Brief 1
Which cost factors are listed in the table in the PDF remediation cost text? Give all of them.
Brief 2
Answer these questions from the PDF remediation cost text:
(a) What does it call the single biggest factor in pricing?
(b) What must scanned image-only PDFs go through before any tagging can begin?
(c) For a PDF made from a well-structured Word document, what is remediation closer to?

*** Given passage Section Begins ***

PDF remediation complexity cost varies widely because not all PDFs are built the same way. A 10-page text document and a 10-page document with nested tables, forms, and images can differ dramatically in the time and skill required to make them accessible. The structure of the original file is the single biggest factor in pricing.
| Cost Factor | What It Means |
|---|---|
| Document Structure | PDFs with proper heading hierarchy and tag structure cost less. Unstructured or image-based PDFs require more work. |
| Tables and Forms | Complex data tables and interactive form fields are among the most time-intensive elements to tag correctly. |
| Reading Order | Multi-column layouts, sidebars, and pull quotes require manual reading order adjustments for screen reader users. |
| Scanned Content | Scanned image-only PDFs need optical character recognition (OCR) before any tagging can begin, adding a full step to the process. |
How Document Structure Affects PDF Remediation Complexity Cost
A PDF created from a well-structured Word document with proper heading levels, alt text on images, and defined list structures arrives with a foundation already in place. Remediation on these files is closer to review and correction than full reconstruction.

*** Given passage Section Ends ***
*** Dataset entries Section Begins ***

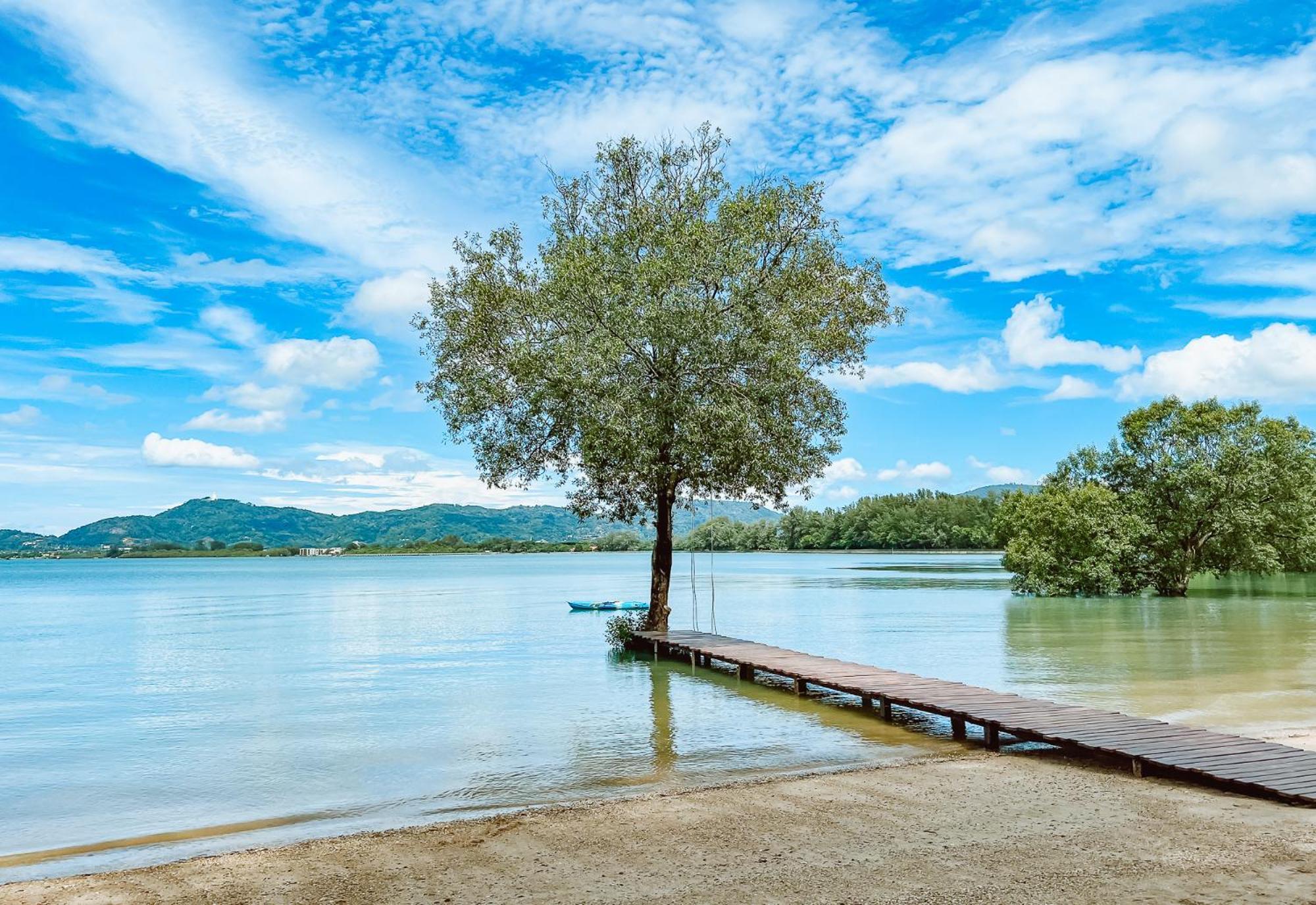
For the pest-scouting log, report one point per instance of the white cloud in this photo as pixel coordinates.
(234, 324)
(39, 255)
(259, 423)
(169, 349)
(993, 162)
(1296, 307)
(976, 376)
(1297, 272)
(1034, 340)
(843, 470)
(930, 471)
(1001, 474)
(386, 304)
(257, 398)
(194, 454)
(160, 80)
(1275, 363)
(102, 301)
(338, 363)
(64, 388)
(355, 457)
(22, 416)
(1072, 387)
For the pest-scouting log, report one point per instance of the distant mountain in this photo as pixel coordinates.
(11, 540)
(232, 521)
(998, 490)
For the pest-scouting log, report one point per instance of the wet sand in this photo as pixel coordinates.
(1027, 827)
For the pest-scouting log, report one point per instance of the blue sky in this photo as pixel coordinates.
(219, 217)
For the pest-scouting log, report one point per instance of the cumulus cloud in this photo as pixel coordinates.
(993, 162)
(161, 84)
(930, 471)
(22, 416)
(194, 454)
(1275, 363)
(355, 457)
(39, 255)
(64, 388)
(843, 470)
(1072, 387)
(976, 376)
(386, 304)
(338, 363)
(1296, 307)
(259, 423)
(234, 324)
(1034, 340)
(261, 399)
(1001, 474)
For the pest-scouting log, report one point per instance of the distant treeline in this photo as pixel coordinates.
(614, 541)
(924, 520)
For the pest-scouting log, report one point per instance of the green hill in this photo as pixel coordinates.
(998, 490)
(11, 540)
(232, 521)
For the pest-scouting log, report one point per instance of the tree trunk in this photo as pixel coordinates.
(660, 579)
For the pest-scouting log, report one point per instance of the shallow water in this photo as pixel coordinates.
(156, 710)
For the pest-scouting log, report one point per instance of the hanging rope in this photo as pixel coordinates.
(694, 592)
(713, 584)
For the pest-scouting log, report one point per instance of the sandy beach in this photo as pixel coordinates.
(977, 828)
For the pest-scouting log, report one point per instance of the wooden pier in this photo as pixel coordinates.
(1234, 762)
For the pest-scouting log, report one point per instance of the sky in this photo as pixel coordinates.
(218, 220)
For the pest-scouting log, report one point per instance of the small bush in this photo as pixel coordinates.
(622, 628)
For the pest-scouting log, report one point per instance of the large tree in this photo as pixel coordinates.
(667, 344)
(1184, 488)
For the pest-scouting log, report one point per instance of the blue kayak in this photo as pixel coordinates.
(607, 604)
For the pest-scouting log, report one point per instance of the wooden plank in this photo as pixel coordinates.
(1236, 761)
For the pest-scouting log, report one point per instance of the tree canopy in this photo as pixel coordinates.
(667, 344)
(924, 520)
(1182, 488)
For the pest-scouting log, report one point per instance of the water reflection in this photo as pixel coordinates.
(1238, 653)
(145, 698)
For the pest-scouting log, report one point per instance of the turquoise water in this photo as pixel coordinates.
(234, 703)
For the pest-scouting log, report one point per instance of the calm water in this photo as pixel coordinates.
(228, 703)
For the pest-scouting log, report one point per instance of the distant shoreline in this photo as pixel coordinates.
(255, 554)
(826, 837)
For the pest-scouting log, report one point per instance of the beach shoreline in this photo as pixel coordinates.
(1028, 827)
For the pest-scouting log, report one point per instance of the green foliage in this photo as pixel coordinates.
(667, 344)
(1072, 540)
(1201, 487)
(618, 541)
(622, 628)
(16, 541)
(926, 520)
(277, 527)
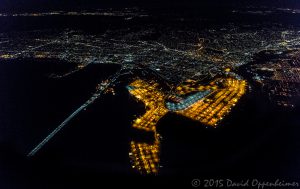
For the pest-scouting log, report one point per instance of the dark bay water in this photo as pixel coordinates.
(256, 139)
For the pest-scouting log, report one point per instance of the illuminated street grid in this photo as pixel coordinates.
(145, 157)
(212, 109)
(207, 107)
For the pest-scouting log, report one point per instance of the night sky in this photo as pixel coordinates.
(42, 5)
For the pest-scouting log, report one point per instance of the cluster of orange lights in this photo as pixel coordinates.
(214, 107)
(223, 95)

*** Dataset entries Section Ends ***
*** Dataset entries Section Begins ***

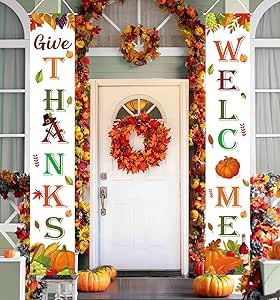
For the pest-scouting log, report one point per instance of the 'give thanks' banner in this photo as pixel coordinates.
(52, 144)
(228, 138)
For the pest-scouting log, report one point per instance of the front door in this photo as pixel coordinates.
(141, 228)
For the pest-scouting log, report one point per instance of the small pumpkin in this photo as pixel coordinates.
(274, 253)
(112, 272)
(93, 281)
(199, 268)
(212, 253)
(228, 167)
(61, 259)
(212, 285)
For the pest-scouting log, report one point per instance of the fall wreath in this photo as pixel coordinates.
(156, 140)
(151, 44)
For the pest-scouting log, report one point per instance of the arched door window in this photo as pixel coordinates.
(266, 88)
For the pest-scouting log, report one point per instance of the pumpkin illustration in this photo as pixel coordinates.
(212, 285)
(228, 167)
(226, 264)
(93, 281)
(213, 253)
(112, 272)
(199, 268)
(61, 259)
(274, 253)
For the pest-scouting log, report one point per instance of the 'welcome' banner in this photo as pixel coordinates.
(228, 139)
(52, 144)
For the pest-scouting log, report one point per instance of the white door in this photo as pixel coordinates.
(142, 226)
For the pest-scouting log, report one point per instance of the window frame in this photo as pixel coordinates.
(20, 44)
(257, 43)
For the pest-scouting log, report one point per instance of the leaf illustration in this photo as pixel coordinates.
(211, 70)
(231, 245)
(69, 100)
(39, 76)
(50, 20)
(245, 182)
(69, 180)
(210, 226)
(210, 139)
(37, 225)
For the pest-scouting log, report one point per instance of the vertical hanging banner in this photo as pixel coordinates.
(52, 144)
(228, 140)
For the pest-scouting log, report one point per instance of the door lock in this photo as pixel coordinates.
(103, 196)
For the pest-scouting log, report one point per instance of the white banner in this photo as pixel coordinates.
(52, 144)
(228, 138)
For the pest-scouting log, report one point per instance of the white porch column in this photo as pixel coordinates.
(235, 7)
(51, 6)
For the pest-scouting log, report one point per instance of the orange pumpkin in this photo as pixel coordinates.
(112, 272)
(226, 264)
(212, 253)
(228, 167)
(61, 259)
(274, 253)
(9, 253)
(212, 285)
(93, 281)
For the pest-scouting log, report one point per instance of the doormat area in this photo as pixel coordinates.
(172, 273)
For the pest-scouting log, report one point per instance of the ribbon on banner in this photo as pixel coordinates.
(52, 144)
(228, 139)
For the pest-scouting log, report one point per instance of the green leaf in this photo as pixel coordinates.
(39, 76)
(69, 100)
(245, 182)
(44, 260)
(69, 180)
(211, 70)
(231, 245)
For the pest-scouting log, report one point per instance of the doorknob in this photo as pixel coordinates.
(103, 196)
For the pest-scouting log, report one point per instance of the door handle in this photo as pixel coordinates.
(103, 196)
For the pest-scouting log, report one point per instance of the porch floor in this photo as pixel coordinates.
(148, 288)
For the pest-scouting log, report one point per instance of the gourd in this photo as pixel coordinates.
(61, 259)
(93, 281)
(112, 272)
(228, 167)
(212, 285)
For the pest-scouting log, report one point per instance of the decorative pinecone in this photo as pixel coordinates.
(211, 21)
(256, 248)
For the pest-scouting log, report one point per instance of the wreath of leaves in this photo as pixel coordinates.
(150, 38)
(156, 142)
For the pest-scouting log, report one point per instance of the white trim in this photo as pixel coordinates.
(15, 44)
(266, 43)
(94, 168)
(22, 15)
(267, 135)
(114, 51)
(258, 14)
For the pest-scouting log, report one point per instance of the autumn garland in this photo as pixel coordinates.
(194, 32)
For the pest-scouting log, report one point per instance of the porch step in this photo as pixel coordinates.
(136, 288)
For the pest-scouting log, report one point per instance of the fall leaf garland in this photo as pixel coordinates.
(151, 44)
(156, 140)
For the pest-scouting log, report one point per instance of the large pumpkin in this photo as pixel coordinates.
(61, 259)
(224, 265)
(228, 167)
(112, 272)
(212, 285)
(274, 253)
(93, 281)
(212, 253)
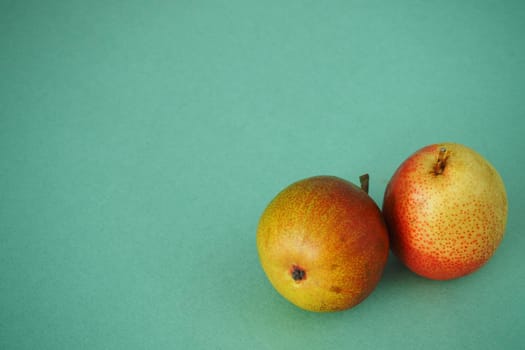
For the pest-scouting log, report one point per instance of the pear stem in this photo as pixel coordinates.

*** Dataset entries Section Ends ***
*** Dataset entries Section Begins ***

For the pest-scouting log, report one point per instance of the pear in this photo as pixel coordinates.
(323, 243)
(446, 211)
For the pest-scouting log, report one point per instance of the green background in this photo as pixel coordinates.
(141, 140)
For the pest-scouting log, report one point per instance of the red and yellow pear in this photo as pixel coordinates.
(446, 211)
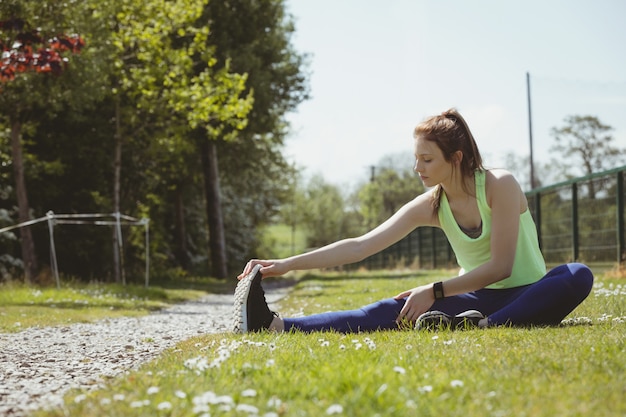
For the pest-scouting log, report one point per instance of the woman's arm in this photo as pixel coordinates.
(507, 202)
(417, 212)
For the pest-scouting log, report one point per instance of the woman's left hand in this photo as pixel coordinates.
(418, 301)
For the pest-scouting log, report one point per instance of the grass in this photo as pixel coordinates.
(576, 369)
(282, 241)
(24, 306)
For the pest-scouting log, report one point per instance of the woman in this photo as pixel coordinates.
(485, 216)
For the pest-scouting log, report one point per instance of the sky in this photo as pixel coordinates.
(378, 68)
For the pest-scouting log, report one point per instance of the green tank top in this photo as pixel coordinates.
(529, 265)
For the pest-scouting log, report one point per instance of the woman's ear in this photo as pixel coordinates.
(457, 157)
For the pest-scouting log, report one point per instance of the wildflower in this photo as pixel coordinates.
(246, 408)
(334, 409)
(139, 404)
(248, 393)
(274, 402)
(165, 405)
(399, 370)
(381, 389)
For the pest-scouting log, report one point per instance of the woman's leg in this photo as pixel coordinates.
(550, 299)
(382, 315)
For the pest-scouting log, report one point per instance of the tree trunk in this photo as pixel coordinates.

*** Dataset entries Section Ends ***

Result 1
Document Structure
Tables and Forms
Reading Order
Scanned Content

Result 2
(a) The structure of the original file.
(b) Optical character recognition (OCR).
(c) Review and correction, rather than full reconstruction.